*Point annotation records*.
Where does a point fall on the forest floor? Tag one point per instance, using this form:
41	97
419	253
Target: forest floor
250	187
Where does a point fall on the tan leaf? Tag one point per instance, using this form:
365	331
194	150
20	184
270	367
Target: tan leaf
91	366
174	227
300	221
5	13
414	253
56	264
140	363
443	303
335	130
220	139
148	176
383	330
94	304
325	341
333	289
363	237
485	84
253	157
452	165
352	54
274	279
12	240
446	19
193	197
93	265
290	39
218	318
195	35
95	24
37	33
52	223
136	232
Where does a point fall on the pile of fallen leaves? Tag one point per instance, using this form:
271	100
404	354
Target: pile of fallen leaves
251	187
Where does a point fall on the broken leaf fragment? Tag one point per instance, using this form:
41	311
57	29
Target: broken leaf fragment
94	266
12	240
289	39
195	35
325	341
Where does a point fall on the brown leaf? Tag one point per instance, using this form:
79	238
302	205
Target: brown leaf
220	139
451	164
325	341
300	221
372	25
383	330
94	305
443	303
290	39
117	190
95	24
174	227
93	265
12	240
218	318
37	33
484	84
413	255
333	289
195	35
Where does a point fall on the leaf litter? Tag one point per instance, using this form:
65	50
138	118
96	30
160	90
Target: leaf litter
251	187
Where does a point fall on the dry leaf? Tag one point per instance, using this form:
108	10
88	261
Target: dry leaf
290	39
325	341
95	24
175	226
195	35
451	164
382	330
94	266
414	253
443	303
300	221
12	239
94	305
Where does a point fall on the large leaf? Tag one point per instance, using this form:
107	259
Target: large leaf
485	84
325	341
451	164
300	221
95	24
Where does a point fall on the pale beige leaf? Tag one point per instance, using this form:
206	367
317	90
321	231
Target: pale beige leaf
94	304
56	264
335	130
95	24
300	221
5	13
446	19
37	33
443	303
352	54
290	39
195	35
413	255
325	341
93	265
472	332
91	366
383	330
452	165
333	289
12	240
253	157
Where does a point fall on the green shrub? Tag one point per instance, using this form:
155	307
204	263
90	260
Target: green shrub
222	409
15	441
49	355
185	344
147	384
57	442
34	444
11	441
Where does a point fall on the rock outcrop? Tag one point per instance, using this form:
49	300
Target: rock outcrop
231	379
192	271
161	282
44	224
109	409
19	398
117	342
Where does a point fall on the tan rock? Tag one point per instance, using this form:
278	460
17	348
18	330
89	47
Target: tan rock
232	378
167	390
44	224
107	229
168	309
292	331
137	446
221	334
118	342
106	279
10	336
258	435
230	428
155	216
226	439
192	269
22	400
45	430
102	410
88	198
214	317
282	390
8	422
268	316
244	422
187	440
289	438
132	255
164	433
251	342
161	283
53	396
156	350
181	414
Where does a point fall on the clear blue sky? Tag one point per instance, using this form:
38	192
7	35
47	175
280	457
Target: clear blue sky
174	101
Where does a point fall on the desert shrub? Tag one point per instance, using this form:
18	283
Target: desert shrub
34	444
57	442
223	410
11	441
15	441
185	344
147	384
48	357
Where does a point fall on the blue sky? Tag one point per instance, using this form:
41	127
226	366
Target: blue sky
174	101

*Task instructions*. Reproduce every line of the material above word for word, with nothing omitted or altered.

*Output below*.
Where does a point fall on the forest floor? Tag one point per instance, using this form:
41	97
419	253
Target: forest floor
250	187
Where does a point fall on the tan leaf? Tag one point per instance, using this form:
365	331
194	150
20	184
270	367
Target: tan leaf
91	366
174	227
300	221
5	13
414	253
56	264
140	363
443	303
335	130
220	139
148	176
383	330
94	304
325	341
333	289
363	237
485	84
253	157
452	165
352	54
274	279
12	240
446	19
193	197
93	265
290	39
218	318
195	35
95	24
37	33
52	223
136	232
Where does a point fall on the pile of fallen leaves? Tag one point per instance, using this form:
271	100
404	354
Target: pile of fallen leaves
251	187
Where does a point fall on the broken leaf fragment? Tag one point per instance, using this form:
41	311
57	29
Target: broken leaf fragment
94	266
12	240
289	39
195	35
325	341
Where does a point fall on the brown leaf? Tag one point per instance, using this form:
79	238
302	205
Target: brown leaf
220	139
451	164
325	341
300	221
372	25
383	330
94	305
443	303
290	39
117	190
95	24
174	227
93	265
12	240
218	318
37	33
484	84
413	255
333	289
195	35
Where does a point fall on the leaf litter? Tag one point per instance, using this form:
65	50
138	118
96	30
160	90
Target: leaf litter
251	187
Where does a point fall on the dry leaf? Tag one point per instance, using this form:
108	10
88	261
Target: dry leaf
290	39
325	341
95	24
175	226
195	35
451	164
382	330
94	266
414	253
443	303
300	221
12	239
94	305
Where does a point fall on the large leaf? Tag one point per instance, using this form:
107	259
Target: large leaf
485	84
325	341
451	164
300	221
95	24
Where does a point fall on the pale beige leaf? Tag one point per instance, using this form:
206	367
317	90
321	231
Target: pale beige leaf
94	304
56	264
335	130
95	24
300	221
5	13
446	19
37	33
443	303
352	54
290	39
195	35
413	255
325	341
93	265
472	332
91	366
383	330
452	165
333	289
12	240
253	157
Where does a point fall on the green shrub? Tag one point per instance, using this form:
155	307
204	263
90	260
Target: green shrub
222	409
15	441
49	355
185	344
147	384
57	442
34	444
11	441
Where does a point fall on the rock outcrop? Tag one point per instance, using this form:
49	300
Target: rock outcrop
231	379
192	271
161	282
44	224
109	409
19	398
117	342
Where does a point fall on the tan rock? Tag one point per instance, using this form:
278	460
17	348
18	330
89	47
Target: tan rock
232	378
167	390
44	224
107	229
168	309
292	331
137	446
221	334
118	342
106	279
10	336
258	435
230	428
155	216
226	439
192	269
22	400
45	430
102	410
88	198
214	317
282	390
8	422
268	316
244	422
187	440
289	438
132	255
164	433
251	342
161	283
53	396
156	350
181	414
Where does a point fall on the clear blue sky? Tag one point per instance, using this form:
38	192
7	35
47	175
280	457
Target: clear blue sky
174	101
Where does a point fall on the desert shrub? Tag one point per instance, using this form:
18	283
Target: desert shrub
34	444
57	442
223	410
11	441
15	441
185	344
147	384
48	357
Where does a point fall on the blue sky? Tag one point per instance, using this form:
41	127
226	366
Target: blue sky
174	101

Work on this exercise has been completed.